**Kutipan**
---

JAKARTA (POSBERITAKOTA) –Kenal dengan Rocky Gerung (RG)? Setidaknya, atau paling tidak Anda mungkin pernah mendengar atau melihat langsung pria kelahiran Manado, Sulawesi Utara ini berbicara di media, tampil di layar kaca atau “berkicau” di media sosial.
Namanya memang cukup melejit belakangan ini. Karena itu tidak heran jika sosok pria yang suka berkaos T-Shirt ini kemudian, menjadi topik bahasan di acara diskusi. Salah satunya ‘Diskusi Membongkar Sodomi Akal Sehat Rocky Gerung‘ di sebuah cafe dan resto di bilangan Cikini, Jakarta Pusat belum lama ini.

---

Lanjutkan kutipan berita tentang Rocky Gerung di atas, mulai tepat setelah kalimat terakhirnya. Materi berikut terpisah dari kutipan berita tentang Rocky Gerung di atas.

---

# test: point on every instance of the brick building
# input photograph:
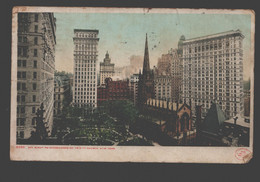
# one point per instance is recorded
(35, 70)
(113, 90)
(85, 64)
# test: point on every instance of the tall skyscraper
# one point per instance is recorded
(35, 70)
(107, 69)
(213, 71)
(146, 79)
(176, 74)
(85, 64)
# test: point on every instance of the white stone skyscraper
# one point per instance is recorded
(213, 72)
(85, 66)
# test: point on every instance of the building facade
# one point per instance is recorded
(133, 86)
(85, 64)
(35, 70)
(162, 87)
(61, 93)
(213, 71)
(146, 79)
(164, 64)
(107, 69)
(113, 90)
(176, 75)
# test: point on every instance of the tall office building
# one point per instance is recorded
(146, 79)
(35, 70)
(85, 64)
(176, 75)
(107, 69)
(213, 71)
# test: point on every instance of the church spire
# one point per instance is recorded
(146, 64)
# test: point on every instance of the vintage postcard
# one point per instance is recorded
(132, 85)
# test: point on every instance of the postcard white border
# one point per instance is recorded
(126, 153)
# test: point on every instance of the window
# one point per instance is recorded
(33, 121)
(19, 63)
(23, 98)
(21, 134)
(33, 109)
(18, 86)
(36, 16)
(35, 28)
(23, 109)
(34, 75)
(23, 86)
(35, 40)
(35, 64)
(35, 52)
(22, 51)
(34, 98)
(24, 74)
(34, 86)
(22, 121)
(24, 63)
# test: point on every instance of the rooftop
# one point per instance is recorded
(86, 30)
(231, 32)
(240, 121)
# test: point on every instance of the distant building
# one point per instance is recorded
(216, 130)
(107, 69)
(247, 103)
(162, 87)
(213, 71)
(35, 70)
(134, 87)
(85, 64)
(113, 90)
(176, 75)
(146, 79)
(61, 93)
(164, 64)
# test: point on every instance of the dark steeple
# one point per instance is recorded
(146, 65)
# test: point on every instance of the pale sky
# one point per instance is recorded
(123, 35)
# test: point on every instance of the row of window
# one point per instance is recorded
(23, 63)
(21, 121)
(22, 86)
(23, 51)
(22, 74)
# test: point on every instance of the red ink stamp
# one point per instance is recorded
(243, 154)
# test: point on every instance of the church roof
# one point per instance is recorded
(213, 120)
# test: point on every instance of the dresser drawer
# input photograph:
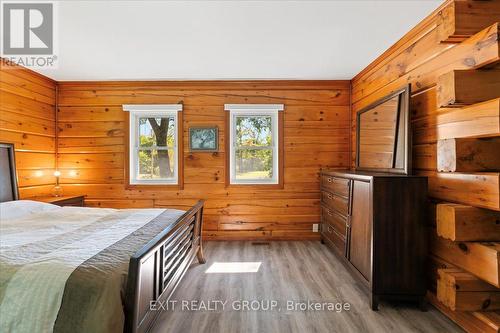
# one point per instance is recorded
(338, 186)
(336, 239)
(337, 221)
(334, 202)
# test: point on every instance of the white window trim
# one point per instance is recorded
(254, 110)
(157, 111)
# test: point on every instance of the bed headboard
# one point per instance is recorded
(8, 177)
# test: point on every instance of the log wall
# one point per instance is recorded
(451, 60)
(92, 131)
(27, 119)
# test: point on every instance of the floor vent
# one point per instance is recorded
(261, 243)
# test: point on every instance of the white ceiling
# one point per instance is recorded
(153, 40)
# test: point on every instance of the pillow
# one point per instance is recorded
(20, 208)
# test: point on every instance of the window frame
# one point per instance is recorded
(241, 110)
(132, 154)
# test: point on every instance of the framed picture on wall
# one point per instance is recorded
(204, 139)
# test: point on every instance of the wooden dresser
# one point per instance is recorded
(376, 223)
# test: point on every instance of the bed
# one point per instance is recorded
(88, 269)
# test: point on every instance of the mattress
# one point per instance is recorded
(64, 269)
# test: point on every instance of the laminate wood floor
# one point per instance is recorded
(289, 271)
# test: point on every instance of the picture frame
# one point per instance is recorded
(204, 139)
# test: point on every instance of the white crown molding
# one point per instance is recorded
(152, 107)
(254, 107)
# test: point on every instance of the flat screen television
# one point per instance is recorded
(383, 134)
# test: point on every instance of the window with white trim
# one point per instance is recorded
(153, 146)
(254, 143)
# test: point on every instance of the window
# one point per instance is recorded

---

**Hasil**
Diskusi ini menghadirkan 3 narasumber yakni Faizal Assegaf (Ketua Progres 1998) sebagai pembicara utama, Reza Wattumena (Dosen Filsafat), Wisnu Nugroho (Pemred Kompas.com) dan Pepih Nugraha (PepNews) sebagai moderator.
Kenapa mesti Rocky Gerung? Nah, di sinilah menarik dan kontroversialnya. Menurut Faizal Assegaf, RG hanyalah ‘pintu masuk’ untuk membongkar tokoh-tokoh lainnya akan adanya dugaan ‘konspirasi politik’ di negeri ini.
Faizal Assegaf mencurigai sosok RG adalah hasil ‘konspirasi politik’ untuk mengacaukan opini publik dengan logika pendek berbungkus filsafat dan dengan misi bernarasi melawan tirani. RG dan laskarnya menjadikan Jokowi musuh bersama atau tiran itu sendiri.
“Narasi filsafat RG di media sosial adalah pemaksaan logika dengan logika dangkal dengan kemasan seolah-olah canggih. Ibarat logika, RG seperti hubungan seksual lelaki sesama jenis yang dikenal dengan sodomi,” kata Faizal yang disambut gemuruh pengunjung diskusi.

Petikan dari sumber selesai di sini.